| WHAT IS NEEDED |
In the passage on long-duration space travel, list every place it names as a possible site for very isolated habitats in space.

| SUPPLIED TEXT |

The declining birth rate is not a problem that can't be dealt with directly. And, anyway, it seems to be a result of socioeconomic stresses on the middle income population. Remove the stresses, and the birth rate would probably increase on its own.
Regarding "windows", I was thinking telescopes with viewers inside the space craft, intended to give the occupants a sense of where they are and an ability to study where they are headed. I think that is a psychological necessity.
The other issues are more realistic barriers.
Not even considering the issues related to travel speed, just maintaining a closed ecosystem in stable condition for the required period of time is not something we are currently capable of doing. Surely, we will learn a lot by having very isolated habitats in space - on the Moon and maybe Mars, and maybe in a solar orbit like the Lagrange points at L4 and L5. But, we would not have 200 years of continuous isolation experience to proof a system. It would be interesting to run the probabilistic analysis for the survival of the system design, if there ever is one.
Regarding propulsion and speed of travel, besides the barriers we currently have for getting enough mass to high enough speed and then stopping it once we arrive at the destination, there is the old joke about the umpteenth generation arriving after a 200 year long trip: As they debark, they are greeted by smiling Earthlings that arrived 100 years earlier on a faster ship that was invented 100 years after the slower travelers departed Earth.
I also thought that the birth rate issue might take care of itself. But look at where it declines. It is in the population that is LEAST pressured. As it turns out it is a problem with educated, afluent upper middle class. TRhos who would seem to be under the least pressure. We see higher birth rates with people who are poor with poor education and low income. It seems oddly that the people who are best able to care for kids, have fewer of them. Jaapan has an excellent "safety net" system and is very safe. They have a very low birth rate. Both conditions are the opbosite in Haiti. It seems to be the case that those who can least afford it have the most children. It is backward for what you would expect.

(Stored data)
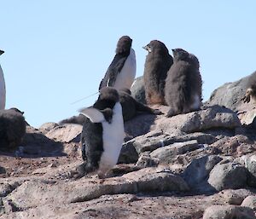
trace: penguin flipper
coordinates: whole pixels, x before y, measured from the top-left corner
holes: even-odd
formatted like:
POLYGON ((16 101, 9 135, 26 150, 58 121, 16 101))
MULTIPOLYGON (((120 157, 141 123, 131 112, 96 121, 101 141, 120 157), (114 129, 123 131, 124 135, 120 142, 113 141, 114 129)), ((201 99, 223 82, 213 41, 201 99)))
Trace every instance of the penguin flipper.
POLYGON ((79 112, 82 115, 87 117, 92 123, 102 123, 105 121, 103 113, 96 108, 84 108, 79 110, 79 112))

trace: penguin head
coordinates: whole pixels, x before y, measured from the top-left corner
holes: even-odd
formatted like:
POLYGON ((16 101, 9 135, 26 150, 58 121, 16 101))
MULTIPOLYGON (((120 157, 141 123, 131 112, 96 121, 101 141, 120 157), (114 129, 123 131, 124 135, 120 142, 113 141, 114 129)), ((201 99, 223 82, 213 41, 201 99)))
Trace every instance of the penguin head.
POLYGON ((119 39, 119 42, 116 46, 115 53, 116 54, 130 54, 130 49, 131 47, 132 39, 128 36, 123 36, 119 39))
POLYGON ((143 48, 148 53, 169 54, 169 50, 166 47, 165 43, 159 40, 152 40, 148 45, 143 48))
POLYGON ((93 105, 93 107, 99 110, 113 108, 119 101, 119 95, 118 91, 113 87, 104 87, 101 89, 98 100, 93 105))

| EXERCISE RESPONSE |
- The Moon
- Mars
- A solar orbit, such as the Lagrange points L4 and L5